**PROVIDED TEXT**
==============================

Today I muse about … hats
There are many ways to analyze the various groups that will be flocking to the Fair Grounds come Thursday for the final weekend of The New Orleans Jazz and Heritage Festival. You can define them by age, by gender, by ethnicity, by geographic region, by musical – or even culinary – tastes.
But I think there’s something more tellingly anthropological in the kind of head gear they choose. To this end, I made a study last weekend of noggin toppings. Here are my completely unacademic findings and unresearched conclusions.
Hats at Jazz Fest fall into four broad categories, with each offering a telling commentary about the beings under the brims:
Baseball caps.
This most ubiquitous head covering spells Made in America, as the baseball cap, like baseball itself, is an indigenous species. But baseball caps, like bumper stickers, can carry personal and idiosyncratic messages, from one’s alma mater or birthplace to favored sports teams and bands.

==============================

**CHALLENGE**
From the piece on Jazz Fest hats, reproduce word for word the passage that begins at the words "Today I muse" and stops after "culinary – tastes.".

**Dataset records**
==============================

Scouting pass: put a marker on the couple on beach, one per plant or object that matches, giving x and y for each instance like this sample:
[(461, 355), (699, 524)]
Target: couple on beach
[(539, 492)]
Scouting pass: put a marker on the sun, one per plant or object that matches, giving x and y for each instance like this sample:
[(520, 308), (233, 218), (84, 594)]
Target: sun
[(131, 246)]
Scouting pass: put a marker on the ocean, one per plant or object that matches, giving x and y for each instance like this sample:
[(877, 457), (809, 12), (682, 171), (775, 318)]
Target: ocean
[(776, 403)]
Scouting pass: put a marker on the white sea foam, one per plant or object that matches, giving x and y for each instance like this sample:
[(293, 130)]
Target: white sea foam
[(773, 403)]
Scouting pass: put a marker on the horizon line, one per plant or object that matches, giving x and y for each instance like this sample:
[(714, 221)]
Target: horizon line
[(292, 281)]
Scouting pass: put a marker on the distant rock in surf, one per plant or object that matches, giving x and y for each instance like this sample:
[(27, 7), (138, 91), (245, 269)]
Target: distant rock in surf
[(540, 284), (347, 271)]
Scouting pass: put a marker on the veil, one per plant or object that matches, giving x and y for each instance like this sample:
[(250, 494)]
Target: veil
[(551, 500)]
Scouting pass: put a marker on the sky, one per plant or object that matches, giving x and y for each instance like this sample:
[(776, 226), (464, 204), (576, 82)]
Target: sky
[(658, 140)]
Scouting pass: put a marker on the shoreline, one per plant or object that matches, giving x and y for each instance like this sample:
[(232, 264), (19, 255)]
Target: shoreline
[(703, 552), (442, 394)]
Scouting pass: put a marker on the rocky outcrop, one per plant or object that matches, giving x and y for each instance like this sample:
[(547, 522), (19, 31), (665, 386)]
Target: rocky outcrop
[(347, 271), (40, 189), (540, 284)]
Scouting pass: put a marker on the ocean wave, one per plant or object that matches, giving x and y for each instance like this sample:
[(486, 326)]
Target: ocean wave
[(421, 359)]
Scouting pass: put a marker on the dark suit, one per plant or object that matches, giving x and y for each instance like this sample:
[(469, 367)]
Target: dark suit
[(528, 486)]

==============================

**WRITTEN ANSWER**
Today I muse about … hats
There are many ways to analyze the various groups that will be flocking to the Fair Grounds come Thursday for the final weekend of The New Orleans Jazz and Heritage Festival. You can define them by age, by gender, by ethnicity, by geographic region, by musical – or even culinary – tastes.